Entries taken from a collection
• • • • • • •
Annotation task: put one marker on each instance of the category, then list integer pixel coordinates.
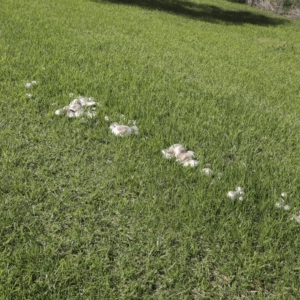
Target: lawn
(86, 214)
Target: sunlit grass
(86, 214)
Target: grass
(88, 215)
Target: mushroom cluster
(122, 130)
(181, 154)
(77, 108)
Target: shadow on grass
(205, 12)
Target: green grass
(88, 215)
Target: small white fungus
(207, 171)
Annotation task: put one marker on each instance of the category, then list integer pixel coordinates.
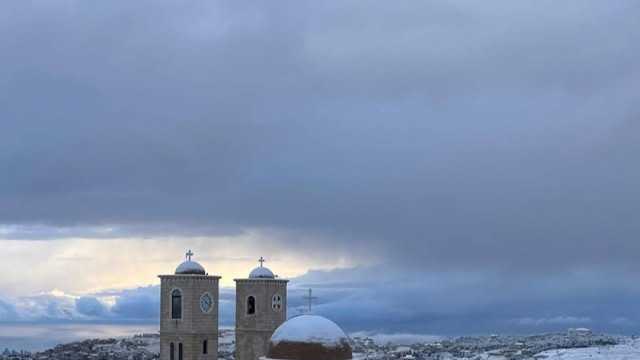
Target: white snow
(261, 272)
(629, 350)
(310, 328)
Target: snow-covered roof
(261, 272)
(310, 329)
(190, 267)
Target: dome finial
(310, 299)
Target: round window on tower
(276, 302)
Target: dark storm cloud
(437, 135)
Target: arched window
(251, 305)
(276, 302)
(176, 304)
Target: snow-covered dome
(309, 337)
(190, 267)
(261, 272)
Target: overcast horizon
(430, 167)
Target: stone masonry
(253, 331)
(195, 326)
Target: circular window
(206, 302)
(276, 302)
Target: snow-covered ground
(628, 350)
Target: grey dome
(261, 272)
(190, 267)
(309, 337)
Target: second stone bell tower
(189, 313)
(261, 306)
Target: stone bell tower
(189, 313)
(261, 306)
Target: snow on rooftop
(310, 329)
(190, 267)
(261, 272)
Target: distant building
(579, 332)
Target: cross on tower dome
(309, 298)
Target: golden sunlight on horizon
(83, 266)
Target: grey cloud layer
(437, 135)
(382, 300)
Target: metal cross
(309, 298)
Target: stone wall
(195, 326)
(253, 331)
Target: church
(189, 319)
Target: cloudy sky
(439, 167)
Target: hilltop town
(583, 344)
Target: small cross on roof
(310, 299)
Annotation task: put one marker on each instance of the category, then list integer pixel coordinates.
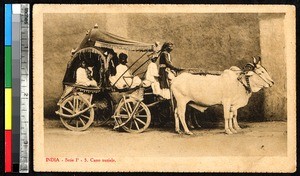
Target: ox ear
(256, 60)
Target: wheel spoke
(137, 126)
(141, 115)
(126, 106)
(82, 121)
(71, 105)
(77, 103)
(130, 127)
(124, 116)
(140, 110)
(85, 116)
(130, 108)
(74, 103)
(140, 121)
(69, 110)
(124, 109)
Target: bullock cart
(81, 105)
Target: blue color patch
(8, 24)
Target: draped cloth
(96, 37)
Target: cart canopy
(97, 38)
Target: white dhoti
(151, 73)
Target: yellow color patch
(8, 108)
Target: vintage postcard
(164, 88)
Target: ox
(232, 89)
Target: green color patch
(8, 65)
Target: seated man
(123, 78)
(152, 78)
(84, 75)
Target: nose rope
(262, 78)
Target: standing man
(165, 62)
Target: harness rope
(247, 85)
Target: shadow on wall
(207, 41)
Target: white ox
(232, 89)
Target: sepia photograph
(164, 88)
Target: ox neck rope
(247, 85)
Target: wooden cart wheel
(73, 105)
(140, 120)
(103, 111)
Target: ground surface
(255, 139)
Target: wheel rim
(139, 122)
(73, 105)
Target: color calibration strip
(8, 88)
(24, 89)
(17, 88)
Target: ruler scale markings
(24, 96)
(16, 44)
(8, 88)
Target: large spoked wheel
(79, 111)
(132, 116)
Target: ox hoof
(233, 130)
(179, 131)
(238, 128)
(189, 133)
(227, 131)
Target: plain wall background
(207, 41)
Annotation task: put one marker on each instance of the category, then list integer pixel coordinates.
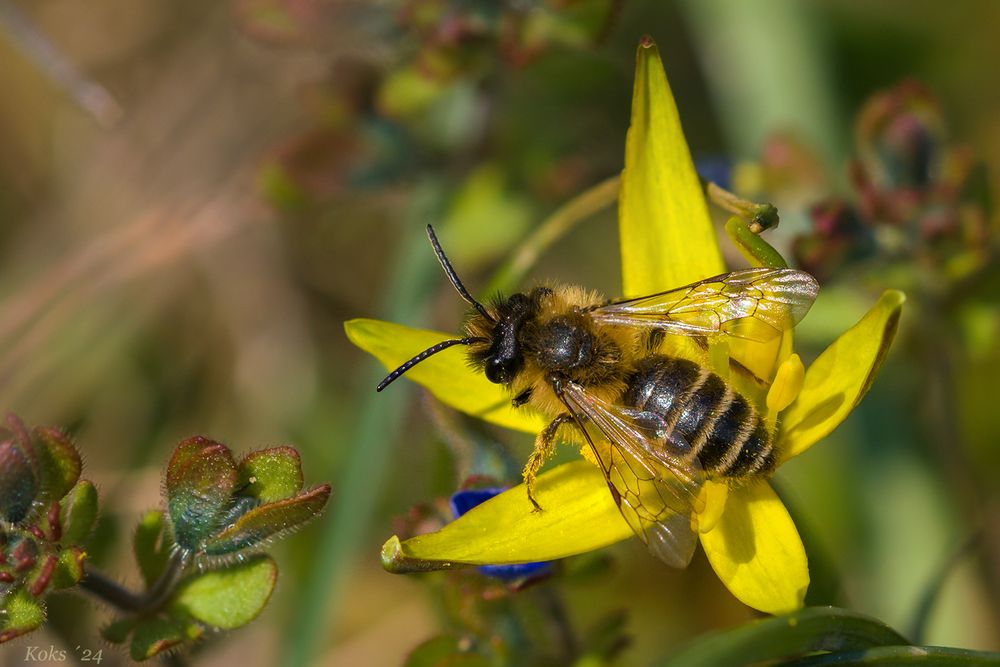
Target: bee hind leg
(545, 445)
• • • • • • •
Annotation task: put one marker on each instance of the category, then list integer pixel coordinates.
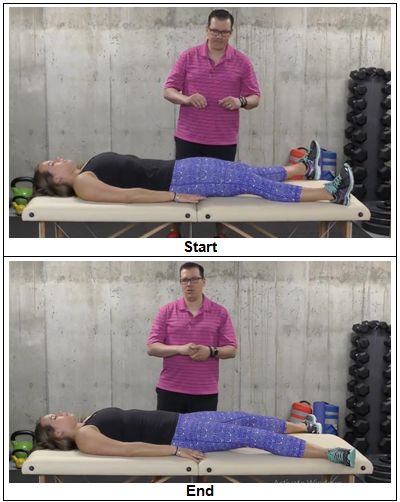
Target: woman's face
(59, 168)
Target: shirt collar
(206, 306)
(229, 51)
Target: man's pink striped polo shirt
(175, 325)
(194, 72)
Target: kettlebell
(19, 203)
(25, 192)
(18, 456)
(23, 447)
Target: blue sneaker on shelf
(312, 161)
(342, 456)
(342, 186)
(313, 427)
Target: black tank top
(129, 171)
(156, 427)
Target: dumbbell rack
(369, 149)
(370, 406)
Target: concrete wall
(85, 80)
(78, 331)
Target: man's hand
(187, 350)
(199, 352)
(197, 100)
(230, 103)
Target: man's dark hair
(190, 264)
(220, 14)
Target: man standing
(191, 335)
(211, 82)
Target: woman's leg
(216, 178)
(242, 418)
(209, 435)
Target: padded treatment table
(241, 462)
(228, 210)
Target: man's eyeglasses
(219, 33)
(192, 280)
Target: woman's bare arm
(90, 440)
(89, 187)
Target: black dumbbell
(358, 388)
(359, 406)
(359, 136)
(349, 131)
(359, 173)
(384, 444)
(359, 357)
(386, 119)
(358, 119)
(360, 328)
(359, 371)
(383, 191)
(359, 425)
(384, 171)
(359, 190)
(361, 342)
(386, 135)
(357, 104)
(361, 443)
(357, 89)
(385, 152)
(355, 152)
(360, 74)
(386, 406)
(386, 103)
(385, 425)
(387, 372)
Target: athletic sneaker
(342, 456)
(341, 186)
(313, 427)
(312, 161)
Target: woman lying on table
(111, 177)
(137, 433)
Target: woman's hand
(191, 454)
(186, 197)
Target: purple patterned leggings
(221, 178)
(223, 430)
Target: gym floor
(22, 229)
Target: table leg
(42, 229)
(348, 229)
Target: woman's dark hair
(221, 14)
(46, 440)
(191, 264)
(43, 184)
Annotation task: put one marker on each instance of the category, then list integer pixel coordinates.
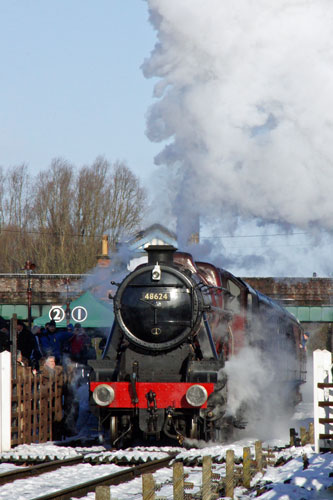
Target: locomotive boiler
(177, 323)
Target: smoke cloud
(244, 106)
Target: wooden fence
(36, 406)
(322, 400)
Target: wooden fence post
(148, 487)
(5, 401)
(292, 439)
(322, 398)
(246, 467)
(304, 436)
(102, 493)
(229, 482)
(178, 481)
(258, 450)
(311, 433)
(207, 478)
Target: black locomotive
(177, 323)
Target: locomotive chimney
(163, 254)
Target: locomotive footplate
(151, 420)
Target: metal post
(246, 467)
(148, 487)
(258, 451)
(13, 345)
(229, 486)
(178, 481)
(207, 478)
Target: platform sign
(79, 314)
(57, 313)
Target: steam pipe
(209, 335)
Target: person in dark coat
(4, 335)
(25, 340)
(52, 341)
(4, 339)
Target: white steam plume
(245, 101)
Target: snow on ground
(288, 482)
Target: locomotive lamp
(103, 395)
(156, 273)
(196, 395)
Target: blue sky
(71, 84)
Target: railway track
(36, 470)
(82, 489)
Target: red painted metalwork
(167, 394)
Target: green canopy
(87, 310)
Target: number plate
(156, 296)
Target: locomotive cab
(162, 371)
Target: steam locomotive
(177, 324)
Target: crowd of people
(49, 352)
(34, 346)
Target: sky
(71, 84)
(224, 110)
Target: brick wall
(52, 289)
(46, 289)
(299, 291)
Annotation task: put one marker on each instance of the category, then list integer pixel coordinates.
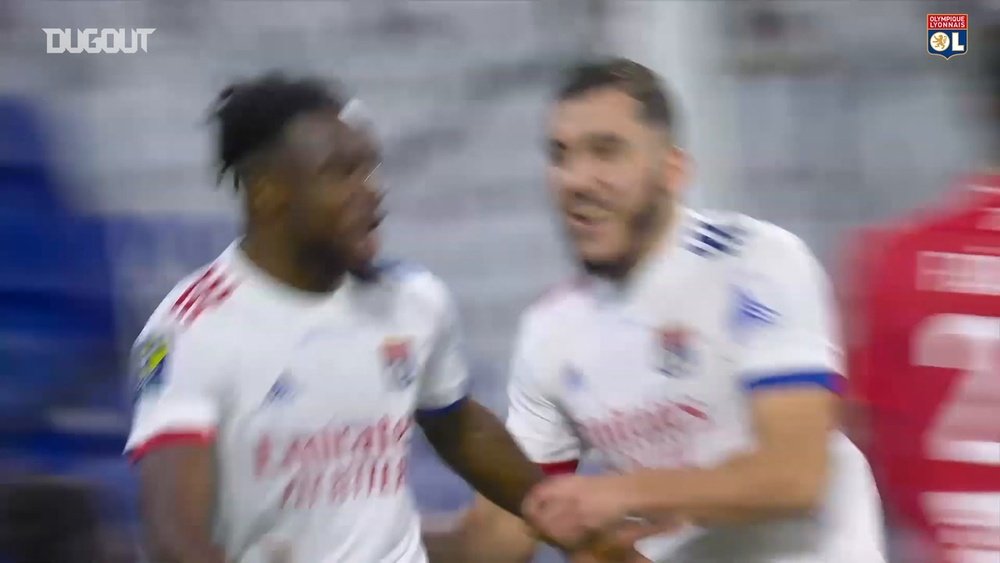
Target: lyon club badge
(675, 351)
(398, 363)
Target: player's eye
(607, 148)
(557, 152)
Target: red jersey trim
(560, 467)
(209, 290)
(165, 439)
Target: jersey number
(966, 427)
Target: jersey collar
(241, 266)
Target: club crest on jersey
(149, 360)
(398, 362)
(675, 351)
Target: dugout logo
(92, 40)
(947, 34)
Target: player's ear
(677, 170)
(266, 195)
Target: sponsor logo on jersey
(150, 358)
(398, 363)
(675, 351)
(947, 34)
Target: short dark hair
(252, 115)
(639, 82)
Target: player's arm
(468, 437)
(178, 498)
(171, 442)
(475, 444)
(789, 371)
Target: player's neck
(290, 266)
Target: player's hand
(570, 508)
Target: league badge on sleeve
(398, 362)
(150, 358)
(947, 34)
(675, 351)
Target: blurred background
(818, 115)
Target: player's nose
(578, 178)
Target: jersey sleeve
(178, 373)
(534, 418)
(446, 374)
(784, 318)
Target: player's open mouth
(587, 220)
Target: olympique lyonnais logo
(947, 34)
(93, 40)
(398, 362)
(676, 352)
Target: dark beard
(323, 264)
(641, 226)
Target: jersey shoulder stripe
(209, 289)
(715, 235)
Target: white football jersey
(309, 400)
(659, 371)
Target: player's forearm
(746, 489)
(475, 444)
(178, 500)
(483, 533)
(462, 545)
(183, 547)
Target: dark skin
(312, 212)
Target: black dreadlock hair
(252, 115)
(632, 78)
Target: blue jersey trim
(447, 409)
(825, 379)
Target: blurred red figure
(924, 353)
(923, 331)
• • • • • • •
• [Problem details]
Extract every line from the items above that contains the word "hair" and list them.

• [Result for this task]
Target: man's dark hair
Target: woman's dark hair
Target: short dark hair
Target: black dreadlock hair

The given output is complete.